Required action: Give back all of the data exactly, with every picture omitted.

Available data:
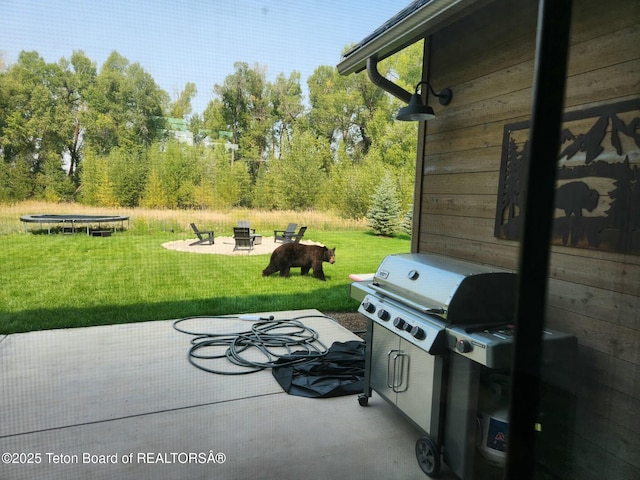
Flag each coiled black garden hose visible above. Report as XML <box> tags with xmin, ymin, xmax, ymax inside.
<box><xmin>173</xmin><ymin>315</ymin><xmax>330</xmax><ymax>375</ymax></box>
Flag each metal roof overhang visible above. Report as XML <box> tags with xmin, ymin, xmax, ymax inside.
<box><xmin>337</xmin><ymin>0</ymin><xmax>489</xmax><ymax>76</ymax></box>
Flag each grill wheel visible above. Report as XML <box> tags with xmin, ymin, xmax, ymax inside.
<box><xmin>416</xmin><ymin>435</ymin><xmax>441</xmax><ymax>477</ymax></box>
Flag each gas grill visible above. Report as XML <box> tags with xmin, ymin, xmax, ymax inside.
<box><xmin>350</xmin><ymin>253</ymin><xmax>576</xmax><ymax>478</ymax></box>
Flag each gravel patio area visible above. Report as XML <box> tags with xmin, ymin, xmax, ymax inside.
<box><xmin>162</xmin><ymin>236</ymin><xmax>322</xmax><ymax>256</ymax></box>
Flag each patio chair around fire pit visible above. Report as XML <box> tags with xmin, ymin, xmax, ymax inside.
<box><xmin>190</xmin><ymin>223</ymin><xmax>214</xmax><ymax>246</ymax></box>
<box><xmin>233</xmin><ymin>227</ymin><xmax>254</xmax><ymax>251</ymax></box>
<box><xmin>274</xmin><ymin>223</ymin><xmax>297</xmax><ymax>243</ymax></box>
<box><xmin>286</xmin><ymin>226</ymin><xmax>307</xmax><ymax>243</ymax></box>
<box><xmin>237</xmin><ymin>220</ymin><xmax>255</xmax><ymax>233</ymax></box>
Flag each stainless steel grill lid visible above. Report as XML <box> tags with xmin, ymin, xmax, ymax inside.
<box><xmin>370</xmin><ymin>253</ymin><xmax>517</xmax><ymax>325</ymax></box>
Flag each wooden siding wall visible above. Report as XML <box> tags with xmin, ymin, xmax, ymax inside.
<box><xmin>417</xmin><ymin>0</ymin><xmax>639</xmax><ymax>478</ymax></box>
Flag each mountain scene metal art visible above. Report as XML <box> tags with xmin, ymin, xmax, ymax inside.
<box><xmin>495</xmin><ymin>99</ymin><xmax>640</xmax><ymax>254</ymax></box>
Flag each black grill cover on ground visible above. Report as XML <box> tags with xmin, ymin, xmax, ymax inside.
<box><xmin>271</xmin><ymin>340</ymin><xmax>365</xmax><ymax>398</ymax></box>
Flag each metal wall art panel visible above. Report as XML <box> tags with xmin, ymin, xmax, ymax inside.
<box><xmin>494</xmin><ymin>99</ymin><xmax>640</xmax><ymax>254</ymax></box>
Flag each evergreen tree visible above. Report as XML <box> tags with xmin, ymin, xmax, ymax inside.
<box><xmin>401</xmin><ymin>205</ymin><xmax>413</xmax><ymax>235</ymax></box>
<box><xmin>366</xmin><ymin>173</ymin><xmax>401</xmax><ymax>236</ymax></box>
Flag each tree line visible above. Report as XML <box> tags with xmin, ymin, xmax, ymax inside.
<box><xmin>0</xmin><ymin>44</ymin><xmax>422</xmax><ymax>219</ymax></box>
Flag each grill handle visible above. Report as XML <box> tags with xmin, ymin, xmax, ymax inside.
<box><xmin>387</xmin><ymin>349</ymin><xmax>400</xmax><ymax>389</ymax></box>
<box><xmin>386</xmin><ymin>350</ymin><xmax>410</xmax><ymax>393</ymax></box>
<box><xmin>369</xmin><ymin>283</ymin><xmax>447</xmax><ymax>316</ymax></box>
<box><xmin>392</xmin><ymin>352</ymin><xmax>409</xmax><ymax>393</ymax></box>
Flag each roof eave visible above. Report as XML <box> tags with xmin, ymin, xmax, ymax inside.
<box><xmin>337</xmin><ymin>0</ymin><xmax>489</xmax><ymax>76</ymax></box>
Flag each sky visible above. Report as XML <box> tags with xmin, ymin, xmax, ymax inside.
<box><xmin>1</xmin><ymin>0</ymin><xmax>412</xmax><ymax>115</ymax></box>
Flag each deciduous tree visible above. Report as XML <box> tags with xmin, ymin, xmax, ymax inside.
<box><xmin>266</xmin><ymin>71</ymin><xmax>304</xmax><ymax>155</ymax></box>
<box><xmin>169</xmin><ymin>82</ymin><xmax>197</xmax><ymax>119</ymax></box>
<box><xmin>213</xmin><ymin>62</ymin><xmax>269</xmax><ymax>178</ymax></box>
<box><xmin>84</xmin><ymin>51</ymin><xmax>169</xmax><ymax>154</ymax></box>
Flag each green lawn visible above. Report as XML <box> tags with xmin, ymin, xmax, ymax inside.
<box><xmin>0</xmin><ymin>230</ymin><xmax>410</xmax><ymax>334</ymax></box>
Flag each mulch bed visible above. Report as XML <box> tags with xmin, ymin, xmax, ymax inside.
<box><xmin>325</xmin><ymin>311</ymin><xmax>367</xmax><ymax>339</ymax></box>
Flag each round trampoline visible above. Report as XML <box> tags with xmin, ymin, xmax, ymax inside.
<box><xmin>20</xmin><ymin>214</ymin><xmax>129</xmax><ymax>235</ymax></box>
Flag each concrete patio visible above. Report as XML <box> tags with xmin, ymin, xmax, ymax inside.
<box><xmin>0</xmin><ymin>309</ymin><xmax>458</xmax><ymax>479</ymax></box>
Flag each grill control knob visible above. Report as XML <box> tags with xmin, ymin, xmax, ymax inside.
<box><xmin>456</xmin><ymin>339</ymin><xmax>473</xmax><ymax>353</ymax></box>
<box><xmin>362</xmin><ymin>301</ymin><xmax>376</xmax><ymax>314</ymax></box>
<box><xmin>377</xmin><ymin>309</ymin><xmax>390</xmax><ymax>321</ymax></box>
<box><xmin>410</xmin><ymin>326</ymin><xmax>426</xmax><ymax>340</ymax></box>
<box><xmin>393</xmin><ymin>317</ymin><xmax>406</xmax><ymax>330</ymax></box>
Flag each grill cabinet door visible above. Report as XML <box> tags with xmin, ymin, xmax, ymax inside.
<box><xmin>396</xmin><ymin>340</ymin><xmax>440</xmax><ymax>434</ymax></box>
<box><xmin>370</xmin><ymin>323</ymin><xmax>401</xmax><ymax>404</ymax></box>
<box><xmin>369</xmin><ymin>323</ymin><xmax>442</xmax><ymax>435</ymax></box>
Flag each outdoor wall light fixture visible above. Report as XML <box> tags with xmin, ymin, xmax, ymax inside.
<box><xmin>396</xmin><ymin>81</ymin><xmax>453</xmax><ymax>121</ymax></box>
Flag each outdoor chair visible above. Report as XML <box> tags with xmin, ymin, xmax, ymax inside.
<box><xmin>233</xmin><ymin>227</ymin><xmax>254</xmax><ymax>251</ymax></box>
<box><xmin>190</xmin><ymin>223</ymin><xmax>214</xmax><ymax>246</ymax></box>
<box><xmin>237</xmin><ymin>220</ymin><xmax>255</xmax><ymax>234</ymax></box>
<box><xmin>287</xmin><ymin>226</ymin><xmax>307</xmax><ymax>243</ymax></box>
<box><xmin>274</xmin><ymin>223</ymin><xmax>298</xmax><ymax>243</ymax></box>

Response for this exercise:
Flag each coiled black garden hose visible above. Report as XML <box> tags with xmin, ymin, xmax, ymax inside.
<box><xmin>173</xmin><ymin>315</ymin><xmax>330</xmax><ymax>375</ymax></box>
Flag each metal roof overhang visible above. Report as XML <box> tags with xmin, ymin, xmax, ymax inside.
<box><xmin>337</xmin><ymin>0</ymin><xmax>489</xmax><ymax>76</ymax></box>
Flag each grill wheel visible above. Report as XML <box> tags with xmin, ymin, xmax, ymax inside.
<box><xmin>416</xmin><ymin>435</ymin><xmax>441</xmax><ymax>477</ymax></box>
Flag each gas grill visible above. Report as XML <box> tags with xmin, ymin, xmax, ymax inside.
<box><xmin>350</xmin><ymin>253</ymin><xmax>576</xmax><ymax>478</ymax></box>
Flag each gravel patio area visible above. Report as XML <box> tags with xmin, ymin, xmax, ymax inside.
<box><xmin>162</xmin><ymin>236</ymin><xmax>322</xmax><ymax>256</ymax></box>
Flag each patio chair around fire pit visible above. Report as XML <box> tags with xmin, ymin, xmax, ymax inside.
<box><xmin>190</xmin><ymin>223</ymin><xmax>214</xmax><ymax>246</ymax></box>
<box><xmin>233</xmin><ymin>227</ymin><xmax>254</xmax><ymax>251</ymax></box>
<box><xmin>274</xmin><ymin>223</ymin><xmax>297</xmax><ymax>243</ymax></box>
<box><xmin>286</xmin><ymin>226</ymin><xmax>307</xmax><ymax>243</ymax></box>
<box><xmin>237</xmin><ymin>220</ymin><xmax>255</xmax><ymax>233</ymax></box>
Flag each stainless steel grill lid visible above. Report as XML <box> tags with xmin, ymin, xmax, ymax inside.
<box><xmin>370</xmin><ymin>253</ymin><xmax>517</xmax><ymax>325</ymax></box>
Flag each wooden siding wall visible above. Report as XML <box> tags with xmin, ymin, xmax, ymax inside.
<box><xmin>417</xmin><ymin>0</ymin><xmax>639</xmax><ymax>478</ymax></box>
Flag each mountain scene metal art visible above. Report as XML <box> tags with xmin, ymin, xmax, ymax inside.
<box><xmin>495</xmin><ymin>99</ymin><xmax>640</xmax><ymax>254</ymax></box>
Flag each black grill cover on ground visible above. Report as XML <box> tags with xmin, ymin, xmax, ymax inside.
<box><xmin>271</xmin><ymin>340</ymin><xmax>365</xmax><ymax>398</ymax></box>
Flag each metal wall art panel visible above. Report as XML <box> tags with xmin, ymin, xmax, ymax inside.
<box><xmin>494</xmin><ymin>99</ymin><xmax>640</xmax><ymax>254</ymax></box>
Flag each evergreen tree visible above. Report as XML <box> tags with xmin, ymin, xmax, ymax inside.
<box><xmin>401</xmin><ymin>205</ymin><xmax>413</xmax><ymax>235</ymax></box>
<box><xmin>366</xmin><ymin>173</ymin><xmax>401</xmax><ymax>236</ymax></box>
Flag each tree line visible above. Report as XML <box> tags with xmin, ymin, xmax, ymax inside.
<box><xmin>0</xmin><ymin>44</ymin><xmax>422</xmax><ymax>219</ymax></box>
Flag each grill handle visible above. Report as XML <box> tags with xmin, ymin, xmax, ymax inside.
<box><xmin>387</xmin><ymin>349</ymin><xmax>400</xmax><ymax>389</ymax></box>
<box><xmin>386</xmin><ymin>350</ymin><xmax>410</xmax><ymax>393</ymax></box>
<box><xmin>369</xmin><ymin>283</ymin><xmax>447</xmax><ymax>316</ymax></box>
<box><xmin>392</xmin><ymin>352</ymin><xmax>409</xmax><ymax>393</ymax></box>
Flag each roof eave visible above. Report as XML <box> tags with xmin, ymin, xmax, ymax inside.
<box><xmin>337</xmin><ymin>0</ymin><xmax>489</xmax><ymax>76</ymax></box>
Flag each sky visible above. Report as XML <box> tags with xmin, ymin, xmax, ymax inside.
<box><xmin>1</xmin><ymin>0</ymin><xmax>412</xmax><ymax>115</ymax></box>
Flag each deciduous tree visible above. Report as XML <box> tags with xmin, ymin, xmax, ymax inside.
<box><xmin>266</xmin><ymin>71</ymin><xmax>304</xmax><ymax>155</ymax></box>
<box><xmin>169</xmin><ymin>82</ymin><xmax>197</xmax><ymax>119</ymax></box>
<box><xmin>213</xmin><ymin>62</ymin><xmax>269</xmax><ymax>178</ymax></box>
<box><xmin>84</xmin><ymin>51</ymin><xmax>169</xmax><ymax>154</ymax></box>
Flag each green lawn visible above. Report as XML <box> tags with xmin, ymin, xmax, ymax inside.
<box><xmin>0</xmin><ymin>230</ymin><xmax>410</xmax><ymax>334</ymax></box>
Flag each mulch bed visible above. Report as XML <box> tags with xmin, ymin, xmax, ymax inside.
<box><xmin>325</xmin><ymin>311</ymin><xmax>367</xmax><ymax>339</ymax></box>
Flag each round trampoline visible above. Report as XML <box> tags with xmin, ymin, xmax, ymax inside.
<box><xmin>20</xmin><ymin>214</ymin><xmax>129</xmax><ymax>235</ymax></box>
Flag each concrete patio visible above. Report as XML <box> tags with xmin, ymin, xmax, ymax inside.
<box><xmin>0</xmin><ymin>309</ymin><xmax>458</xmax><ymax>479</ymax></box>
Flag each grill control knob visible above. Report as XML <box> tags with xmin, ymin, xmax, ymax inside.
<box><xmin>456</xmin><ymin>339</ymin><xmax>473</xmax><ymax>353</ymax></box>
<box><xmin>362</xmin><ymin>301</ymin><xmax>376</xmax><ymax>314</ymax></box>
<box><xmin>377</xmin><ymin>309</ymin><xmax>390</xmax><ymax>321</ymax></box>
<box><xmin>410</xmin><ymin>326</ymin><xmax>426</xmax><ymax>340</ymax></box>
<box><xmin>393</xmin><ymin>317</ymin><xmax>406</xmax><ymax>330</ymax></box>
Flag each grill cabinet door visible above. Report as XML <box> tags with xmin, ymin, xmax, ymax inside.
<box><xmin>396</xmin><ymin>340</ymin><xmax>440</xmax><ymax>434</ymax></box>
<box><xmin>370</xmin><ymin>323</ymin><xmax>401</xmax><ymax>404</ymax></box>
<box><xmin>369</xmin><ymin>323</ymin><xmax>442</xmax><ymax>435</ymax></box>
Flag each outdoor wall light fixture visible above. Report as XML <box> tags with xmin, ymin, xmax, ymax inside.
<box><xmin>396</xmin><ymin>81</ymin><xmax>453</xmax><ymax>121</ymax></box>
Flag each outdoor chair visible above. Report as XML <box> tags with xmin, ymin, xmax, ymax inside.
<box><xmin>233</xmin><ymin>227</ymin><xmax>254</xmax><ymax>251</ymax></box>
<box><xmin>190</xmin><ymin>223</ymin><xmax>214</xmax><ymax>246</ymax></box>
<box><xmin>237</xmin><ymin>220</ymin><xmax>255</xmax><ymax>234</ymax></box>
<box><xmin>287</xmin><ymin>226</ymin><xmax>307</xmax><ymax>243</ymax></box>
<box><xmin>274</xmin><ymin>223</ymin><xmax>298</xmax><ymax>243</ymax></box>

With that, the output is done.